= Input =
- - -

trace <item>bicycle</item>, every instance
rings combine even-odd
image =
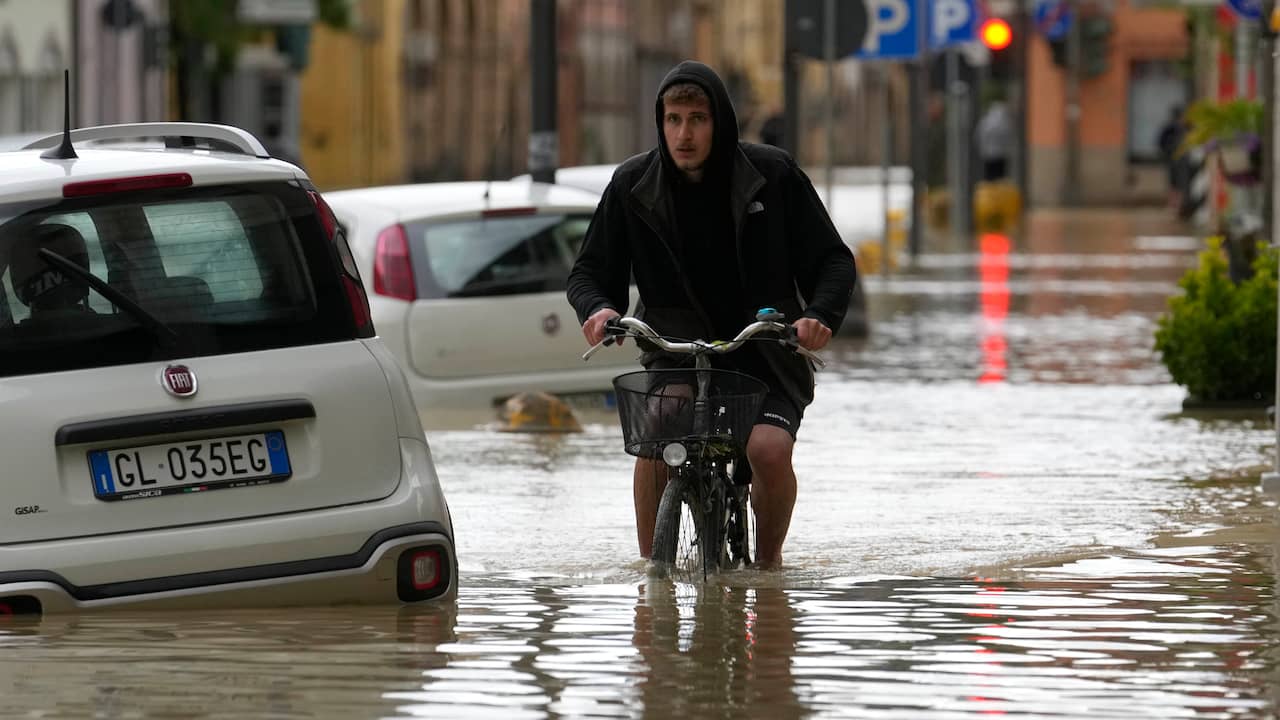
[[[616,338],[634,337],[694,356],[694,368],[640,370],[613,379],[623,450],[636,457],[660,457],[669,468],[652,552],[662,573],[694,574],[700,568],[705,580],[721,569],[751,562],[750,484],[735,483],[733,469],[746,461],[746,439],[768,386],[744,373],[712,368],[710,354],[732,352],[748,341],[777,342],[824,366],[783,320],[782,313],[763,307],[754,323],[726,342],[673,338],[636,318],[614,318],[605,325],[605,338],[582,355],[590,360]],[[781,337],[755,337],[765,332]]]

- - -

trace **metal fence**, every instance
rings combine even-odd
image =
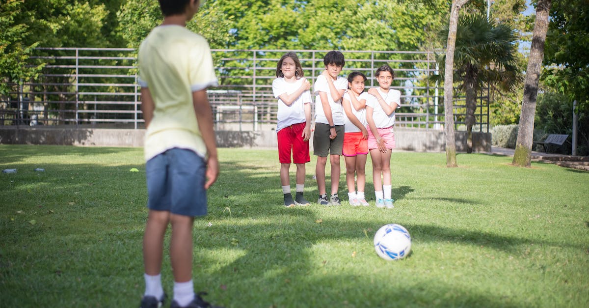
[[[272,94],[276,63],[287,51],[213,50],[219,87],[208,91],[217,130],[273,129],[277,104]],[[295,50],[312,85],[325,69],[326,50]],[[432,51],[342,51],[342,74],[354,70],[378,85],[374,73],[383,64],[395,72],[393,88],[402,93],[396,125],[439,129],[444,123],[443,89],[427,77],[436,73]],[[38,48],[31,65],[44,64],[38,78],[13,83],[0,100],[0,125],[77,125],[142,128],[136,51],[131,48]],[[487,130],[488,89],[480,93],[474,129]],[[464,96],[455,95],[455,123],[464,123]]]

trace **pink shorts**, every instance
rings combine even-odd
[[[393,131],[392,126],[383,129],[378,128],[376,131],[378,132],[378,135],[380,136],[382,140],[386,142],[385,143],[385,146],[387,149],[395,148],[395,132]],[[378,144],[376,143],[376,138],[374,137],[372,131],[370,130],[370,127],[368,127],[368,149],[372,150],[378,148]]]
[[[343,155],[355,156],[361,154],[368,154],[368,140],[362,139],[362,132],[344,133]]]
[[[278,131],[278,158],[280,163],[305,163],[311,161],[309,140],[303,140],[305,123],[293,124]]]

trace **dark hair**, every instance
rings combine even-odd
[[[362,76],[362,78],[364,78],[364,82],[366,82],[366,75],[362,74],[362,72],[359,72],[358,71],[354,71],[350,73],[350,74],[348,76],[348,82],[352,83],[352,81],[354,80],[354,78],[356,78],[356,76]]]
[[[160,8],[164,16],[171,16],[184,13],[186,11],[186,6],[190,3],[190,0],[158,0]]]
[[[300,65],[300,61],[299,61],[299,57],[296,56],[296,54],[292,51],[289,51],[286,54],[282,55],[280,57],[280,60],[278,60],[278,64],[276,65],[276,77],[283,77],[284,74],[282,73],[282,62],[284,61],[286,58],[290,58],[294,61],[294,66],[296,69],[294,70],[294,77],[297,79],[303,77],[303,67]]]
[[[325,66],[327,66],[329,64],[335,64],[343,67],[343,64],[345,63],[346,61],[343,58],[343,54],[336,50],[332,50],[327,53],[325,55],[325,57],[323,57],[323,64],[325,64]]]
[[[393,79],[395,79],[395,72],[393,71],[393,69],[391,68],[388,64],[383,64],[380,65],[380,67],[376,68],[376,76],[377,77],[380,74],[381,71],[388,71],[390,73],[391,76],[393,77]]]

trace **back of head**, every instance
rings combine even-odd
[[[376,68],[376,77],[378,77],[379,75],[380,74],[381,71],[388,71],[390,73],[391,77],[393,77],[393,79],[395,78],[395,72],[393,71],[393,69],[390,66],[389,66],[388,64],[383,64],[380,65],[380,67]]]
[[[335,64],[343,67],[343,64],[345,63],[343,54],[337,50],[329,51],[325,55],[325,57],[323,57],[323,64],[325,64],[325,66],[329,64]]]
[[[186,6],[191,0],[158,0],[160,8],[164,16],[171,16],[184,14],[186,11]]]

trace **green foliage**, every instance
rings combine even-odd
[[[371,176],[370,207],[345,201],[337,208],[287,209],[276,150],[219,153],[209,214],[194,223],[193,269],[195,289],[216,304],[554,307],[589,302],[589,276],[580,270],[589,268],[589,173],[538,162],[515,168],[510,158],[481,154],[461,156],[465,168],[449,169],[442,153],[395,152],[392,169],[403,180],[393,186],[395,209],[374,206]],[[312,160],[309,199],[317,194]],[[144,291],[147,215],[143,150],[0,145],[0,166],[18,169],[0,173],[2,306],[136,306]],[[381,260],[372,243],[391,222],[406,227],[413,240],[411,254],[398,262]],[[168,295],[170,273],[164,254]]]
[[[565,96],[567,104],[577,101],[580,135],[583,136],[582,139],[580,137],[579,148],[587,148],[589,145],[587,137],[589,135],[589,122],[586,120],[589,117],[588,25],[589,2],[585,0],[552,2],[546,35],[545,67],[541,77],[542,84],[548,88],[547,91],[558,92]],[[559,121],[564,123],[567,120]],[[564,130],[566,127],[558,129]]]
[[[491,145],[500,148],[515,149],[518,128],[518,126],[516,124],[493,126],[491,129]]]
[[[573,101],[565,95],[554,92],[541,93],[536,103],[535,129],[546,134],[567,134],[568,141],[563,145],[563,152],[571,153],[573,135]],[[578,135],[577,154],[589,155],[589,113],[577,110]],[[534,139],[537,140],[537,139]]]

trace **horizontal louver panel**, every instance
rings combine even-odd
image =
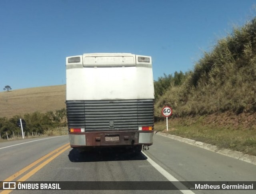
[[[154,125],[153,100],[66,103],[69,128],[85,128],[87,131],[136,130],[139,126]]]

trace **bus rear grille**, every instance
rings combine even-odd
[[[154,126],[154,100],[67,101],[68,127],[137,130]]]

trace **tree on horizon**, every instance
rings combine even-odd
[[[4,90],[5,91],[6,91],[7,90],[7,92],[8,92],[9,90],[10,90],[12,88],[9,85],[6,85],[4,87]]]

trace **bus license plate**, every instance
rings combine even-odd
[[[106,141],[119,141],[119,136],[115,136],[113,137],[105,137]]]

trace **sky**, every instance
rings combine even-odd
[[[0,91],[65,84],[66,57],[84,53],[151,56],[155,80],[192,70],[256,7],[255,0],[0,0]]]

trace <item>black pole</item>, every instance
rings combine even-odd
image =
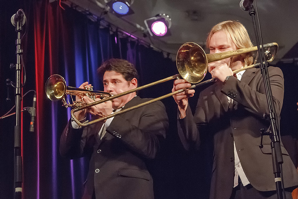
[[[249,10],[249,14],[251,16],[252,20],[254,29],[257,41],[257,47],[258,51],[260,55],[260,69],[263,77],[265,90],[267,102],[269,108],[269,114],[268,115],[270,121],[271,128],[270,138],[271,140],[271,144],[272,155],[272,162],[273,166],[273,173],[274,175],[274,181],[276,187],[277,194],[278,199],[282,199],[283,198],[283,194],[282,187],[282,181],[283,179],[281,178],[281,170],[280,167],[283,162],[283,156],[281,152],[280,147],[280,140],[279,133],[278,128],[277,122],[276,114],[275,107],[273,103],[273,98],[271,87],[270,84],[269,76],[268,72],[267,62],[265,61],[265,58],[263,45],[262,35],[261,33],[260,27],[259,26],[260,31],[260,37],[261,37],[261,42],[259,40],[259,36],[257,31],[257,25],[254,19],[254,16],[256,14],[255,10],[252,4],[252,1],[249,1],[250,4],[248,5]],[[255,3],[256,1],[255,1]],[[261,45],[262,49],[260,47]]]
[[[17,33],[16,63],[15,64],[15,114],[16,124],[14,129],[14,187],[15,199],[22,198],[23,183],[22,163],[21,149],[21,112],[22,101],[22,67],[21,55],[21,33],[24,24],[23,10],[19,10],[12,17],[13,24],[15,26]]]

- - -

Find every line in the entries that contains the word "instance" and copy each of those lines.

trace <item>bicycle</item>, every instance
trace **metal fence**, every instance
trace **pink shorts**, every instance
trace **dark hair**, every instance
trace **back of head**, every instance
trace **green foliage**, every instance
trace **horizontal louver panel**, every instance
trace **bus rear grille**, every instance
trace **tree on horizon**, every instance
trace **bus license plate**, every instance
trace **sky**, every instance
trace <item>black pole</item>, every instance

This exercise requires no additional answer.